Work request 1: Revise the Excel class post starting with "Last night was" and going on through "at 3:00 a.m.", putting "2:00 a.m." wherever "3:00 a.m." appears.
Work request 2:
Answer these questions from the Excel class post:
(a) At what time did the Excel class begin?
(b) Which program is the writer the resident expert on?
(c) What is the highest rating possible on the evaluation forms?

++++ Exercise text ++++

A Touch of Class
Well, that wasn't so bad. The Excel class, that is. It had been coming, I knew it had been coming, but I didn't really want it to come. I'm not that comfortable with Excel yet and I don't like teaching what I'm not comfortable with. I'll teach Outlook on autopilot any day -- I'm our resident Outlook expert -- but the prospect of teaching that Excel class gave me the heebie-jeebies. The only way to get comfortable with it, of course, is to work on it.
Procrastinator that I am, I kept putting it off. Each month, I'd get the new schedule and breath a sigh of relief when I saw I wasn't scheduled for Excel. Oh, good, I have more time to prepare, I'd think. And then, of course, I wouldn't. And then this month, there it was: Excel. Me. Uh oh. No more time.
I went through this when Word came up in the rotation, too. Yes, I know: "Word? Puh-leaze." Yes, Word. We all use it, we all think we know it, but when it comes time to teach a roomful of people how to use it we find we don't know it quite as well as we thought. Format Painter? Autotext? Columns? "Uh... You do it like this ... I think. You know, this is an excellent time for us to see how the Help function works." It's hard to fake your way through this stuff when your monitor is projected on a screen for all to see. Preparation is a must. Unless, of course, you like looking stupid. I don't.
So Excel was coming up and I'd been putting it off. Last two nights: cram session. By last night I felt okay about it. Not great, not solid, but okay. Sort of. I'd be fine, just as long as they didn't ask me anything hard. Like, say, how to enter data in a cell. Or what a cell is. Or how to open Excel. Oh yeah, I was ready.
Last night was djarem karet (I'm probably spelling that wrong) time: The Hour That Stretches. The class was at 8:30 a.m. this morning, less than 12 hours away, and that was just too soon. So I stayed up late. Really late: 3:00 a.m. Cramming? No; surfing the net. Wasting time. Stretching that hour out as far as it would go. If I went to sleep, then when I woke up it would be as if that time had passed in a blink. The class would come faster, you see? So I stayed up late just to be aware of time passing, so 8:30 would stay further away longer. Every minute I was awake was a minute I could enjoy not having to teach the class now.
Oh, stop laughing. I know it's stupid, but it has its own twisted brand of logic if you think about it long enough. At least it does at 3:00 a.m.
So anyway, 8:30 came soon enough and it was Go time. And I went. And I killed, baybee, killed! They loved it. Solid 5's (the highest rating possible) on the evaluation forms the students fill out at the end of class. I don't put much stock in those scores -- I usually get 5's in everything I teach and I figure they don't know any better because they don't know what I'm not teaching -- but I guess I didn't tank too badly if I didn't get 3's...or less. It has happened, you know. Not to me, of course, but it's happened.
So now there's a new crop of freshly Chuck-taught hospital employees out there, feeling good about themselves because they know how to use Excel. That pride won't last, of course. Sooner or later somebody's going to tell them: That's not Excel, you idiot, it's Wordpad.

++++ Dataset excerpts ++++

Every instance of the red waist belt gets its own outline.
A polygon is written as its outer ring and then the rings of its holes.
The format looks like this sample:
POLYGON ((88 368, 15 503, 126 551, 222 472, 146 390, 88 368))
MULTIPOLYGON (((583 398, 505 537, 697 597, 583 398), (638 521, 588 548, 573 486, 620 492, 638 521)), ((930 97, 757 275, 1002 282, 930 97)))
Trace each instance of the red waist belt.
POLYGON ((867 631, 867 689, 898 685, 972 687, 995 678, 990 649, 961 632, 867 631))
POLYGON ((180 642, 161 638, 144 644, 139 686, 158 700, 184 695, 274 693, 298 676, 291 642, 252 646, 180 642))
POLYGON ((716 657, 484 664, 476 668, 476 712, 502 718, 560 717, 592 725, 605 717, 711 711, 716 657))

++++
++++ Dataset excerpts ++++

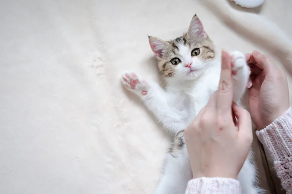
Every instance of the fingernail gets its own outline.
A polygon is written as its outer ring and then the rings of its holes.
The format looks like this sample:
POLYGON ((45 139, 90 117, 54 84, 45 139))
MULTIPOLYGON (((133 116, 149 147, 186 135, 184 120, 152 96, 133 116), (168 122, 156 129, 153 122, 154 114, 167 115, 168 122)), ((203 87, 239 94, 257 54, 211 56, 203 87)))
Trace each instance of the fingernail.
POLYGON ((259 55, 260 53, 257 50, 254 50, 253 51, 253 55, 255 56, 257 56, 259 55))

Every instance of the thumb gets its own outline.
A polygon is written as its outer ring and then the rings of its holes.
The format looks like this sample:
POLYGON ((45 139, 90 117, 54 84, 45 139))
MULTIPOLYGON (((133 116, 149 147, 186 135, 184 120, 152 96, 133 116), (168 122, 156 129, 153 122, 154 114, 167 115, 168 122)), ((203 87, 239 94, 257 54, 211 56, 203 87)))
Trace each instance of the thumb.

++++

Answer 1:
Last night was djarem karet (I'm probably spelling that wrong) time: The Hour That Stretches. The class was at 8:30 a.m. this morning, less than 12 hours away, and that was just too soon. So I stayed up late. Really late: 2:00 a.m. Cramming? No; surfing the net. Wasting time. Stretching that hour out as far as it would go. If I went to sleep, then when I woke up it would be as if that time had passed in a blink. The class would come faster, you see? So I stayed up late just to be aware of time passing, so 8:30 would stay further away longer. Every minute I was awake was a minute I could enjoy not having to teach the class now.
Oh, stop laughing. I know it's stupid, but it has its own twisted brand of logic if you think about it long enough. At least it does at 2:00 a.m.

Answer 2:
(a) 8:30 a.m.
(b) Outlook
(c) 5